Selected passage:
______
Strixhaven: School of Mages
- Released: April 23, 2021
- Designers: Mark Rosewater (lead)
- Development code: Fencing
- Expansion code: STX
| ← Kaldheim | Dungeons & Dragons: Adventures in the Forgotten Realms → |

= Strixhaven: School of Mages =

Magic: The Gathering expansion set

Strixhaven: School of Mages is a Magic: The Gathering expansion set. It is not part of a block. The set was released in April 2021.

== Setting ==

Poster map of Strixhaven University which highlights the five colleges and the Biblioplex.

The plane of Arcavios and its magical university Strixhaven were "created from scratch by the world-building team" for the 2021 Strixhaven: School of Mages post-block Magic set expansion. Dot Esports highlighted that Wizards of the Coast "made substantial efforts to make the colleges of Strixhaven feel distinct from their Ravnican counterparts. This was accomplished by leaning into the tension between each color pair, leading to conflicts between and within colleges. [...] Within each college are two separate philosophies that students can align with. [...] The team created a magic system that applies specific forms of spellcasting and philosophies to each college".
______
[Labeled area outlines]
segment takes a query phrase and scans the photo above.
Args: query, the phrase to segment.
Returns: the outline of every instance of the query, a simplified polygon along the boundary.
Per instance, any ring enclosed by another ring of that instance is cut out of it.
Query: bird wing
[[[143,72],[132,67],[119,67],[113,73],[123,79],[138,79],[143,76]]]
______
Stated exercise: Based on the Strixhaven article, explain how Wizards of the Coast made the colleges of Strixhaven feel distinct from their Ravnican counterparts. The data has no connection to the Strixhaven article.

The completed task: The designers leaned into the tension between each color pair, which led to conflicts both between and within the colleges. Each college holds two separate philosophies that students can align with. The team also built a magic system that assigns specific forms of spellcasting and philosophies to each college.